▶ _TASK TO COMPLETE_: Print every entry exactly as it appears, but skip the pictures.

▶ _MATERIALS PROVIDED_:
*-*-*
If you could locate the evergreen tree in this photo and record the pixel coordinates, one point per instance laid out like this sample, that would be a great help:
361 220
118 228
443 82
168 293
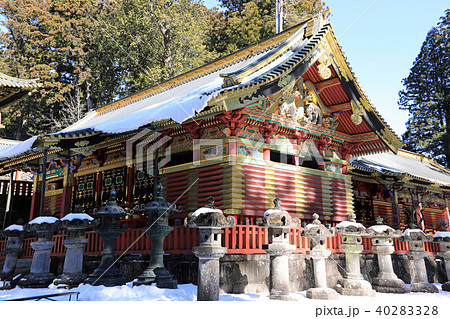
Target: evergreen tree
245 22
427 96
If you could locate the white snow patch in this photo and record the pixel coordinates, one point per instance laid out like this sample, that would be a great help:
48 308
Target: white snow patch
442 234
380 228
72 216
14 227
408 231
206 210
44 219
347 223
272 211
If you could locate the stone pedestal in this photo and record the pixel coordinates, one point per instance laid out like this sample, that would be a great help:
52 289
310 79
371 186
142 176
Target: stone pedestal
156 272
107 273
14 247
157 229
353 283
208 271
419 279
40 276
279 270
76 224
279 222
210 221
317 233
382 245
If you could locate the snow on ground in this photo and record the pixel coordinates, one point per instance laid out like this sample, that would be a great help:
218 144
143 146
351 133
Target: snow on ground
358 307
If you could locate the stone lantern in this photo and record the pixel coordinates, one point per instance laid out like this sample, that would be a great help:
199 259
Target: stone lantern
14 247
419 279
43 226
319 253
278 221
209 220
76 224
107 273
157 229
352 283
443 238
382 245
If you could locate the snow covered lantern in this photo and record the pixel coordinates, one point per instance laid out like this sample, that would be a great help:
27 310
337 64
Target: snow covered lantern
210 221
76 224
14 247
278 221
43 227
353 283
419 279
107 273
382 244
157 229
319 253
443 238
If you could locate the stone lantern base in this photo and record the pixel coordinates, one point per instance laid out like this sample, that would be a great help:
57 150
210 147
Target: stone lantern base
394 285
71 280
424 287
160 276
322 293
107 277
36 280
354 287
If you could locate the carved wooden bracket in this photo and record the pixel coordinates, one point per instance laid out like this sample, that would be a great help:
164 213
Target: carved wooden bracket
233 119
347 149
323 143
268 129
299 135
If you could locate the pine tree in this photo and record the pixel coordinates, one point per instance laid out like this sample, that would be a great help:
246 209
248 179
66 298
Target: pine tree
427 96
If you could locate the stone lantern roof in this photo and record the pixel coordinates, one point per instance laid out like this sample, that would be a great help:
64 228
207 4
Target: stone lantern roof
278 217
382 230
350 226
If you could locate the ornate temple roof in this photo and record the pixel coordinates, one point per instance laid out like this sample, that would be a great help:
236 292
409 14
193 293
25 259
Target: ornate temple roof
405 166
250 75
13 89
4 143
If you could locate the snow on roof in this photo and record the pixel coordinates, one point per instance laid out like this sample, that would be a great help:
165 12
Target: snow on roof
408 231
442 234
179 102
18 149
72 216
380 228
347 223
205 210
14 227
404 163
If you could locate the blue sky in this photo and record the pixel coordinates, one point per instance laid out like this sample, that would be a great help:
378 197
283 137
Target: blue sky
381 45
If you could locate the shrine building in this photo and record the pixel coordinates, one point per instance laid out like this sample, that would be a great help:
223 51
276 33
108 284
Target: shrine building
283 118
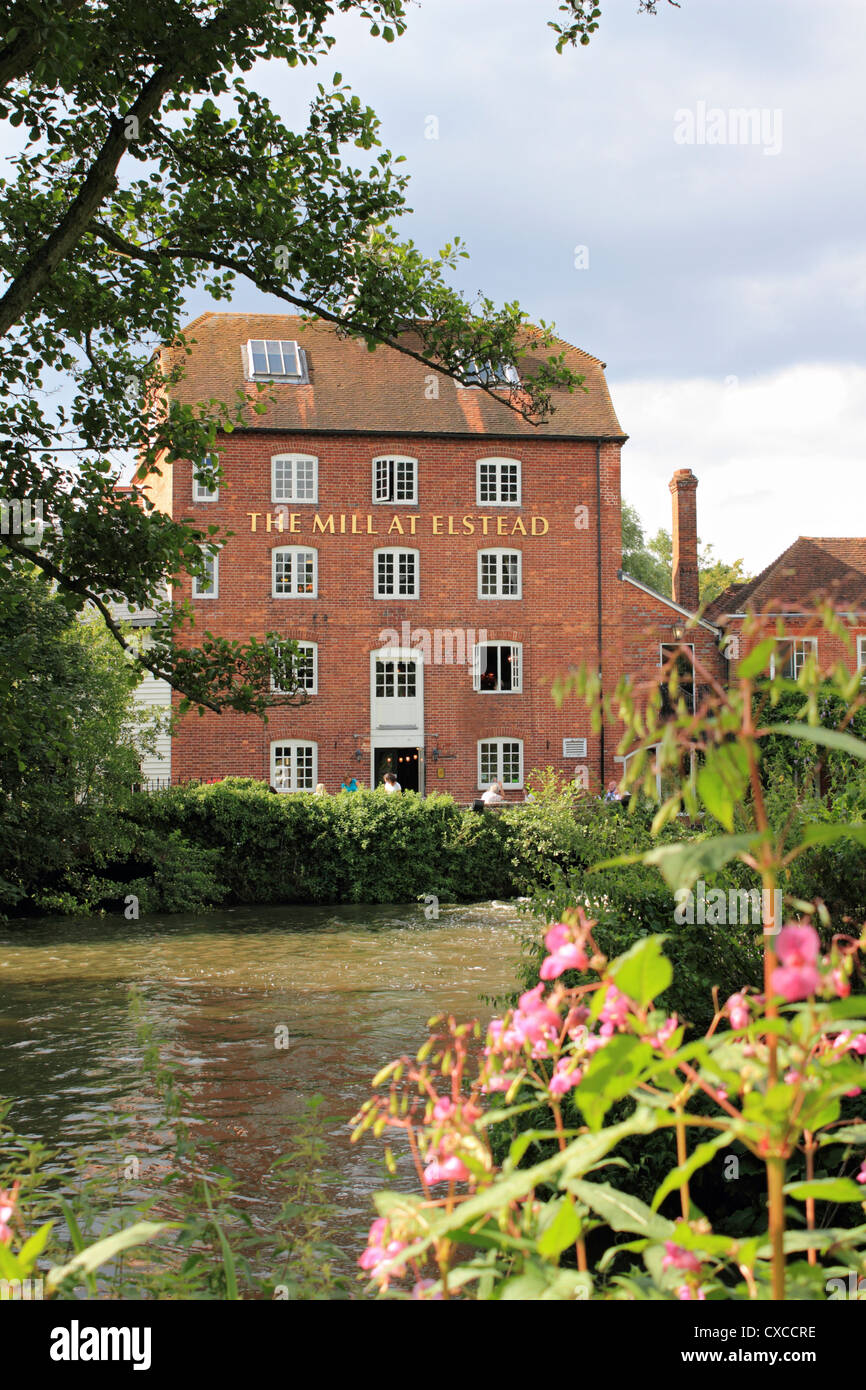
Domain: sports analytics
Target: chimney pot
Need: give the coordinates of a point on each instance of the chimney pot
(684, 535)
*-*-*
▶ _TASK OUTPUT_:
If you could locate the evergreen tree in this photo and record the pixel coordinates, one point per instance laid out like this sample, that would be a great help:
361 220
118 228
443 82
168 293
Target: evergreen tree
245 22
427 96
If you could locate the white snow patch in this photo and record the pixel coordinates, one point per instance laid out like this sample, that would be a great help:
48 308
Target: white snow patch
442 234
380 228
72 216
14 227
408 231
206 210
44 219
347 223
272 211
If you could locate the stone pedestal in this photo and record the pixel coordinates, one point per instance laid out like this sample, that would be a great help:
52 289
310 79
371 186
142 176
Target: stone pedestal
156 272
107 273
14 247
157 229
353 283
208 271
419 279
40 276
279 270
76 224
279 222
210 221
317 233
382 245
If you could locate the snow on ground in this photo and record the pixel coordinates, one point per instance laid out like this sample, that would be a great help:
218 144
143 146
351 133
Target: snow on ground
358 307
If you could locate the stone lantern in this photo and record the pixel coordinates, one point per instance laid out like this sample, that would be a great help:
199 259
Target: stone lantern
14 247
419 279
43 226
319 253
278 221
209 220
76 224
107 273
157 229
352 283
443 238
382 245
If you could locate the snow covered lantern in this photo and record the pixel coordinates, one point per instance laid out like this sample, that would be a great help:
27 310
337 64
Target: snow covered lantern
210 221
76 224
14 247
278 221
43 227
353 283
419 279
107 273
382 244
157 229
319 253
443 238
If you could locate the stone lantern base in this photo and record the pixel coordinates, one point per instance laid out like this sample, that would be a great help:
57 150
210 147
Target: stone lantern base
394 285
71 280
424 287
160 276
322 293
107 277
36 280
354 287
If you could locate the carved wooden bracket in this photo and record the pixel coordinates, one point per instance laid out like this sample, that would be a great help:
164 213
Target: carved wooden bracket
233 119
347 149
323 143
268 129
299 135
If you could locate the pine tree in this photo and record the pixel coordinates, one point per instance laid out like this sample, that would be a great help:
246 209
248 179
66 298
Target: pine tree
427 96
If you could locate the stone lantern roof in this photo and record the pixel coordinates, one point per instance laid out like this sample, that would be a great help:
64 228
207 4
Target: stone lantern roof
278 217
382 230
350 226
If you could locate the ornate temple roof in this photo and record the pixel coordinates, one point per instance laid out like this sample, that would be a great help:
236 292
409 14
193 293
25 259
Target: ornate temple roof
405 166
250 75
13 89
4 143
If you could locate the snow on roof in this photo and record the pixel coordinates, one point per instance laid out like this sample, that would be a great help:
165 12
Target: snow on roof
408 231
442 234
179 102
18 149
72 216
380 228
347 223
205 210
14 227
404 163
If you could locate the blue sky in this photo and record the pixel coordinates, one point per instance laid out like this sample, that would be a great help:
378 197
283 137
Target: blue sky
381 45
If you could locate the shrine building in this photo and record the pixel coordinates, one point per instance laid out like this sample, that would be a great help:
223 51
276 33
108 284
Target: shrine building
283 118
Domain: sports analytics
Target: chimney pot
Need: give the coordinates of a point on each instance of the chimney pot
(684, 535)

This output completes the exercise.